WHAT YOU SHOULD DO - Find each line in the material below that contains the word "linden", and copy those lines.

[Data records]
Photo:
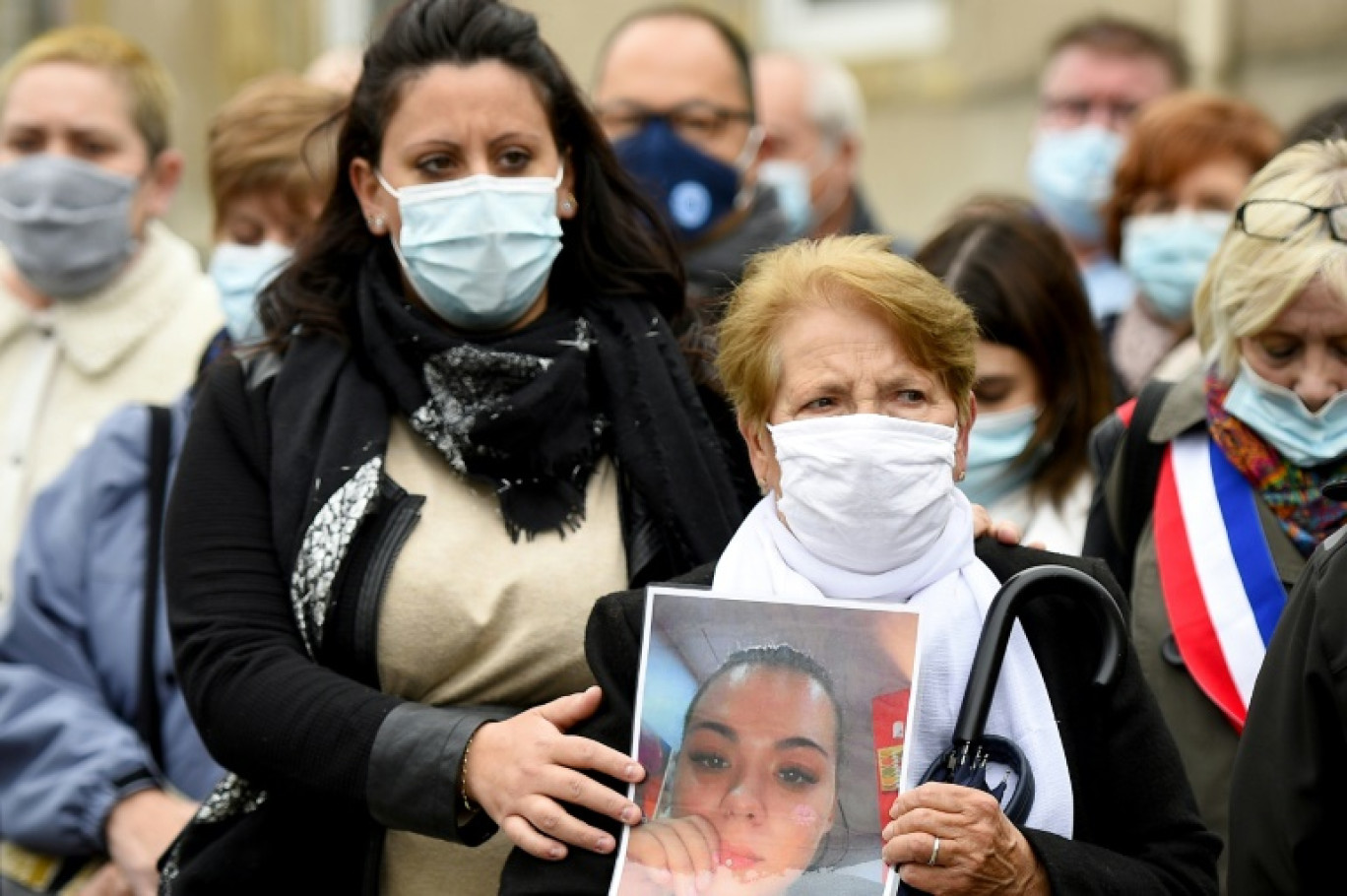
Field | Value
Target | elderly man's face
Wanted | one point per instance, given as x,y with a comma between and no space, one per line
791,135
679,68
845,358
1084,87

...

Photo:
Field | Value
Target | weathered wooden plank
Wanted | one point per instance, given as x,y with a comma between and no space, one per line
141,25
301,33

--

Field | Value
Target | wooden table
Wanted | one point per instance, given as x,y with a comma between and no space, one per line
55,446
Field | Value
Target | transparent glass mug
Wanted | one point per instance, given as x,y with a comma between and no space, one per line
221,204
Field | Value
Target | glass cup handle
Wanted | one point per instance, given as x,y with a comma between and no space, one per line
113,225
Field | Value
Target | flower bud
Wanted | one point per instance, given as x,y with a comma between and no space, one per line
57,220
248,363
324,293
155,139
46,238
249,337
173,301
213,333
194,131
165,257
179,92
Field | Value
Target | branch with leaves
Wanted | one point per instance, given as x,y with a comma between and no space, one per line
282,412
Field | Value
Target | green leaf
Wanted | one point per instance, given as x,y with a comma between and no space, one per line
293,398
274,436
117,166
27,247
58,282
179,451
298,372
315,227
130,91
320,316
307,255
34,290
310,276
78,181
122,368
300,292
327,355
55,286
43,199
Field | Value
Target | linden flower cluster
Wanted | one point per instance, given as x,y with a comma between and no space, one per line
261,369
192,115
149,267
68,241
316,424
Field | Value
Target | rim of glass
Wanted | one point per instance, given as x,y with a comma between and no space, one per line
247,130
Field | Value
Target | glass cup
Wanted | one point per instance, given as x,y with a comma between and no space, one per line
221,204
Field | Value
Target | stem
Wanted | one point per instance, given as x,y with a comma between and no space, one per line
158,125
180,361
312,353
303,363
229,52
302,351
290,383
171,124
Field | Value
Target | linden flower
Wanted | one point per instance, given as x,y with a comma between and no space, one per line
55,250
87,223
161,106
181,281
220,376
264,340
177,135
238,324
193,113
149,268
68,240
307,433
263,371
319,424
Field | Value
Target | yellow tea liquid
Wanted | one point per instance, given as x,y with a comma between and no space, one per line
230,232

RESULT -
Target | linden flower cluster
Target | linden flower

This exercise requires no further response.